§ Exercise: Could you format the rows below as a Markdown table with the columns "No." and "Line," giving each line its number and skipping any blank lines? Leave the pictures out of the table.

— Start of Exercise inputs —

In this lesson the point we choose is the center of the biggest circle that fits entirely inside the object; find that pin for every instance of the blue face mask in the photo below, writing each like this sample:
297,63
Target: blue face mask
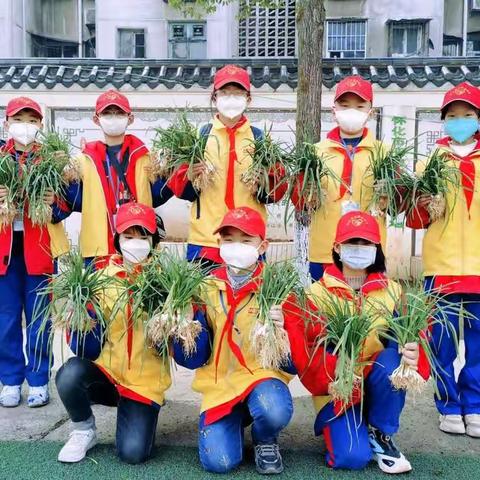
461,129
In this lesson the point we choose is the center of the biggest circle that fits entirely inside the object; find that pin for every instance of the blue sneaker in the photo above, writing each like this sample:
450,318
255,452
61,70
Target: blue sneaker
38,396
268,459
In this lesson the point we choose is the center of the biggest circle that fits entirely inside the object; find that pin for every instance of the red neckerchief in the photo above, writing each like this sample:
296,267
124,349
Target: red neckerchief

— End of Exercise inputs —

§ Exercise result:
| No. | Line |
|---|---|
| 1 | In this lesson the point we choose is the center of the biggest circle that fits entirely inside the object; find that pin for every instance of the blue face mask in the photo below, writing each like this sample: |
| 2 | 297,63 |
| 3 | Target: blue face mask |
| 4 | 461,129 |
| 5 | In this lesson the point we choose is the center of the biggest circle that fits entirely inside the object; find that pin for every instance of the blue sneaker in the photo above, writing each like this sample: |
| 6 | 450,318 |
| 7 | 255,452 |
| 8 | 61,70 |
| 9 | Target: blue sneaker |
| 10 | 38,396 |
| 11 | 268,459 |
| 12 | In this lesson the point we choose is the center of the biggest circle that fits entirely inside the object; find that pin for every instance of the red neckerchief in the photo above, writing each like this sample: |
| 13 | 296,267 |
| 14 | 124,349 |
| 15 | Target: red neckerchief |